WHAT YOU ARE ASKED TO DO: Lay out every line of the items below as a Markdown table with a "No." column holding the row number and a "Text" column holding the line. Leave out any blank lines.

Stored data items:
####################
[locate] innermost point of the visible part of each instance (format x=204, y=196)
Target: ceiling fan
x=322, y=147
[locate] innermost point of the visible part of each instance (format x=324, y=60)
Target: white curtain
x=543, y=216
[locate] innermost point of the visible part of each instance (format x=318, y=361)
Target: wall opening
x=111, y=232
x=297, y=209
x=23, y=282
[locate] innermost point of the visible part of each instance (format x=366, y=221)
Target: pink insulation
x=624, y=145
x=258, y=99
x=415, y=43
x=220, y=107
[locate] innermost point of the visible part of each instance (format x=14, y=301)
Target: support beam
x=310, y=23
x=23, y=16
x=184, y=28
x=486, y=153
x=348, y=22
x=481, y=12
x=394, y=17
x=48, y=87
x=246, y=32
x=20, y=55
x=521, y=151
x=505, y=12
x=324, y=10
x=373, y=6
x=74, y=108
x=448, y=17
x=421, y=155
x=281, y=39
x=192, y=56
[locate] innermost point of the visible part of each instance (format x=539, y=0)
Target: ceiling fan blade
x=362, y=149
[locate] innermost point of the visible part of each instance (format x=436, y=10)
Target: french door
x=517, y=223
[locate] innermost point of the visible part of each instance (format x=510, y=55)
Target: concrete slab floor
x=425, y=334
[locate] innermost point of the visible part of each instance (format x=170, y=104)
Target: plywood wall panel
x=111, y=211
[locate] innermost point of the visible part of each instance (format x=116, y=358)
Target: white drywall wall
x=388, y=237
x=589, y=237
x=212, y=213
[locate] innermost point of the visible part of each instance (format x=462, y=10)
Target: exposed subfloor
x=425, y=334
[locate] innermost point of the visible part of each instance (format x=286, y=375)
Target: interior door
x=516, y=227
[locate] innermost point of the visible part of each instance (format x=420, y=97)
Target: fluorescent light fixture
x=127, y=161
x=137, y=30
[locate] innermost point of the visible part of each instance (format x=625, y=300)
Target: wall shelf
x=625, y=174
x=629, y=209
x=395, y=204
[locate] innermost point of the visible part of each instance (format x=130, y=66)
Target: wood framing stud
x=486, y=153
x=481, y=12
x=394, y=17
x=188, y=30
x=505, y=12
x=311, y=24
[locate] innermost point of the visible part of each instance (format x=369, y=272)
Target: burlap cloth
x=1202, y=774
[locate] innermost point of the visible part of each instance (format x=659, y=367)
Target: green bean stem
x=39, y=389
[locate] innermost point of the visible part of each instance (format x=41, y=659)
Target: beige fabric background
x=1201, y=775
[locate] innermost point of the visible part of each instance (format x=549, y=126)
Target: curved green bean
####################
ANSWER TO THIS EXERCISE:
| No. | Text |
|---|---|
| 1 | [locate] innermost point of the visible part of each instance (format x=204, y=196) |
| 2 | Target: ceiling fan |
| 3 | x=322, y=147 |
| 4 | [locate] innermost point of the visible part of each instance (format x=324, y=60) |
| 5 | Target: white curtain |
| 6 | x=543, y=216 |
| 7 | [locate] innermost point of the visible part of each instance (format x=318, y=361) |
| 8 | Target: wall opening |
| 9 | x=111, y=232 |
| 10 | x=297, y=209 |
| 11 | x=23, y=282 |
| 12 | [locate] innermost point of the visible part of each instance (format x=366, y=221) |
| 13 | Target: pink insulation |
| 14 | x=624, y=145 |
| 15 | x=258, y=99 |
| 16 | x=415, y=43 |
| 17 | x=220, y=107 |
| 18 | [locate] innermost point of the visible part of each instance (format x=14, y=301) |
| 19 | Target: support beam |
| 20 | x=310, y=23 |
| 21 | x=23, y=16 |
| 22 | x=184, y=28 |
| 23 | x=486, y=153 |
| 24 | x=348, y=22 |
| 25 | x=481, y=12 |
| 26 | x=394, y=17 |
| 27 | x=48, y=87 |
| 28 | x=246, y=32 |
| 29 | x=20, y=55 |
| 30 | x=521, y=151 |
| 31 | x=505, y=12 |
| 32 | x=324, y=10 |
| 33 | x=373, y=6 |
| 34 | x=74, y=108 |
| 35 | x=448, y=17 |
| 36 | x=421, y=155 |
| 37 | x=281, y=39 |
| 38 | x=192, y=56 |
| 39 | [locate] innermost point of the visible part of each instance (format x=539, y=0) |
| 40 | Target: ceiling fan blade |
| 41 | x=362, y=149 |
| 42 | [locate] innermost point of the visible part of each instance (format x=436, y=10) |
| 43 | Target: french door |
| 44 | x=517, y=223 |
| 45 | [locate] innermost point of the visible part of each instance (format x=510, y=55) |
| 46 | Target: concrete slab floor |
| 47 | x=425, y=334 |
| 48 | [locate] innermost point of the visible part of each instance (format x=170, y=104) |
| 49 | Target: plywood wall panel |
| 50 | x=111, y=211 |
| 51 | [locate] innermost point of the visible part of each instance (format x=116, y=358) |
| 52 | Target: white drywall wall |
| 53 | x=388, y=237 |
| 54 | x=589, y=237 |
| 55 | x=212, y=213 |
| 56 | [locate] innermost point of the visible part of each instance (format x=462, y=10) |
| 57 | Target: exposed subfloor |
| 58 | x=425, y=334 |
| 59 | [locate] innermost point of the visible part of each instance (format x=286, y=375) |
| 60 | Target: interior door |
| 61 | x=516, y=227 |
| 62 | [locate] innermost point of the visible part of each instance (format x=420, y=97) |
| 63 | Target: fluorescent light fixture |
| 64 | x=127, y=161 |
| 65 | x=137, y=30 |
| 66 | [locate] innermost point of the visible part of each instance (format x=625, y=300) |
| 67 | Target: wall shelf |
| 68 | x=625, y=174 |
| 69 | x=629, y=209 |
| 70 | x=395, y=204 |
| 71 | [locate] innermost point of the visible part of each instance (format x=130, y=66) |
| 72 | Target: wood framing stud |
| 73 | x=486, y=153 |
| 74 | x=481, y=12 |
| 75 | x=394, y=17 |
| 76 | x=188, y=30 |
| 77 | x=505, y=12 |
| 78 | x=311, y=24 |
| 79 | [locate] innermost point of the visible part of each instance (format x=369, y=272) |
| 80 | Target: burlap cloth |
| 81 | x=1202, y=774 |
| 82 | [locate] innermost point of the visible part of each instance (format x=659, y=367) |
| 83 | Target: green bean stem |
| 84 | x=39, y=389 |
| 85 | [locate] innermost point of the visible part of each instance (format x=41, y=659) |
| 86 | Target: beige fabric background |
| 87 | x=1201, y=775 |
| 88 | [locate] innermost point of the visible part of each instance (format x=549, y=126) |
| 89 | Target: curved green bean |